● REQUIREMENT
If a line in the records contains the string "cluster", show that line.

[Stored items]
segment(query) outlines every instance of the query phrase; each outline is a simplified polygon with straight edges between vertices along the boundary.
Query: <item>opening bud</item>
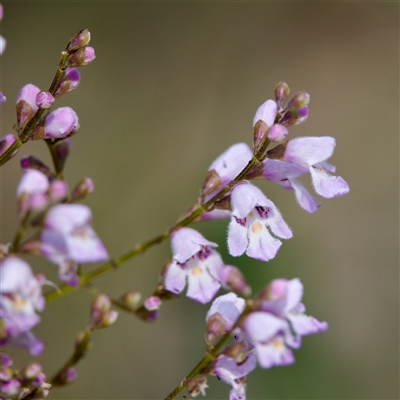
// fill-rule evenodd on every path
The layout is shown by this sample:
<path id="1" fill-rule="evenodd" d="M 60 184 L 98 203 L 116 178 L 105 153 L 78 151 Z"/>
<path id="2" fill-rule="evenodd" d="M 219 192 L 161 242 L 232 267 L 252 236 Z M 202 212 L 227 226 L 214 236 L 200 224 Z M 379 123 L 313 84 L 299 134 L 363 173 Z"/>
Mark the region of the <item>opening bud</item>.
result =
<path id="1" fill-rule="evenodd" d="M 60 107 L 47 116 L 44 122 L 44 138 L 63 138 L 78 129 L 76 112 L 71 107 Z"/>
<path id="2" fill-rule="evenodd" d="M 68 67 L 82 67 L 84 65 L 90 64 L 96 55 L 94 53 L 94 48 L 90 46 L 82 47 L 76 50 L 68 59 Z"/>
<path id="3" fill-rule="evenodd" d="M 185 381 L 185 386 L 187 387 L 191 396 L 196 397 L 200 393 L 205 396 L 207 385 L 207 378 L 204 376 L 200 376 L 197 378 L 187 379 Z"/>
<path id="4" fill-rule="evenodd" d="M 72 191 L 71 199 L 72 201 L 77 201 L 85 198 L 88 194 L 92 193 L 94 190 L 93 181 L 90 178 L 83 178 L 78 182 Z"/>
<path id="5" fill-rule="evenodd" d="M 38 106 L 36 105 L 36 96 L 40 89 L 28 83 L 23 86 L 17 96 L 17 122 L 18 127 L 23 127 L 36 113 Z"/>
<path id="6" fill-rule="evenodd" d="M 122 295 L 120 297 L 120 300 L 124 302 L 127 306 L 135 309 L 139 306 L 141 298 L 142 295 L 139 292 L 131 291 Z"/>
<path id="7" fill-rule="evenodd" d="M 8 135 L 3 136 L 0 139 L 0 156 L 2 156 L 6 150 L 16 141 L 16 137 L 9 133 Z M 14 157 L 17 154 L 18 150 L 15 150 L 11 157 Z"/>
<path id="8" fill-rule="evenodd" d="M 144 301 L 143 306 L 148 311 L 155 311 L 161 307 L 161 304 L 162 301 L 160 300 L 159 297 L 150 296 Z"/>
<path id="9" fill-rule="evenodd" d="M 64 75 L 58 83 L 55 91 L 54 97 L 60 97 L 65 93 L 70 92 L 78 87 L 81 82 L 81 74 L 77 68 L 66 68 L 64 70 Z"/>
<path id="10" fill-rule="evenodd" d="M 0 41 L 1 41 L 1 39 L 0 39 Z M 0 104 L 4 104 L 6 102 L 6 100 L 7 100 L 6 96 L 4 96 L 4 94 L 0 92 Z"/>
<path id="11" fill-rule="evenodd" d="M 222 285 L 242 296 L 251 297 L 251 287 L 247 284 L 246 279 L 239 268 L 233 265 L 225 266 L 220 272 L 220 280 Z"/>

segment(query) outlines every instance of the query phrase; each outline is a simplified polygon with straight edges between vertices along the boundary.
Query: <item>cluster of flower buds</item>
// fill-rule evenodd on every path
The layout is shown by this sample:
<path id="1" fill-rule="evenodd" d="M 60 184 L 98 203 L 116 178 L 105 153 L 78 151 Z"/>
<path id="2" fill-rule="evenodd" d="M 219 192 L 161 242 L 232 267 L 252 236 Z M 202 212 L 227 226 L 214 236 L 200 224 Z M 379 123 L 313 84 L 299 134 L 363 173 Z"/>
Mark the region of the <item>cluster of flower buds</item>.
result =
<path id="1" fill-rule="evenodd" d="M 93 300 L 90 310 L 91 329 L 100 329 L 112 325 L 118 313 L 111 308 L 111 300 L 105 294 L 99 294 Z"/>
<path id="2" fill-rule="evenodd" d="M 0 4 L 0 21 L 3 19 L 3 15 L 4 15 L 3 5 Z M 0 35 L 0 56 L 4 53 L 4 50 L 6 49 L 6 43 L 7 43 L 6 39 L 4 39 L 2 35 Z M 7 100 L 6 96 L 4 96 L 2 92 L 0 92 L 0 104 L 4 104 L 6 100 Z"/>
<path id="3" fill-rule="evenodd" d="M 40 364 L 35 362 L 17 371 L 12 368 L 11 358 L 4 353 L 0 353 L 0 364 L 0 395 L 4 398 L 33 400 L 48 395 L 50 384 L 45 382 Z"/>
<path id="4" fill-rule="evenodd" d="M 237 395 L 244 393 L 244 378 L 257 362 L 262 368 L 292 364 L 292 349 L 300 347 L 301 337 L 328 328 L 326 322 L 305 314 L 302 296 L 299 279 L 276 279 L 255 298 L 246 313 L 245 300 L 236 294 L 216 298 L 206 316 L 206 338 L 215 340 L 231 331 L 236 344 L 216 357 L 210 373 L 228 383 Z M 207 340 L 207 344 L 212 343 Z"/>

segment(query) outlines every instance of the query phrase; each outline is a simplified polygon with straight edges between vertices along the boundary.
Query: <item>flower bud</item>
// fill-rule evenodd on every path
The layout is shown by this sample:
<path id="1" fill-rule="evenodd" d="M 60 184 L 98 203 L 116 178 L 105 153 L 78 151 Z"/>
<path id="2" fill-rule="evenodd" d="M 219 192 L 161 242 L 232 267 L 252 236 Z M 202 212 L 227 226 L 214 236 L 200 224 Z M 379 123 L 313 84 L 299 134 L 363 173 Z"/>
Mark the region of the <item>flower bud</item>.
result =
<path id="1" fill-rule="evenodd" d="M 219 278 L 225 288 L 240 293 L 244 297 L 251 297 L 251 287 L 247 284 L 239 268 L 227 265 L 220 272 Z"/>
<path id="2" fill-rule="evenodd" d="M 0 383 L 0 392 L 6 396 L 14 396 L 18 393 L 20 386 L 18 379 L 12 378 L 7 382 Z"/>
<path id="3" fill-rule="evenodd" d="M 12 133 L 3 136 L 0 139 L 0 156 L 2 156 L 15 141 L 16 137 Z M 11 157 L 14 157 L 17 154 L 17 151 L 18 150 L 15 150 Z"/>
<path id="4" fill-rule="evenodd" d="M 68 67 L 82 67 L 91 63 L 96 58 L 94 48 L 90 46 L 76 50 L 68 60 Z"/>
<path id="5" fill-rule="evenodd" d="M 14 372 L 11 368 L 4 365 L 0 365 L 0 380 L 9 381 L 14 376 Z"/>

● SOLUTION
Query: <item>cluster of flower buds</item>
Mark the region of the <item>cluster of flower buds</item>.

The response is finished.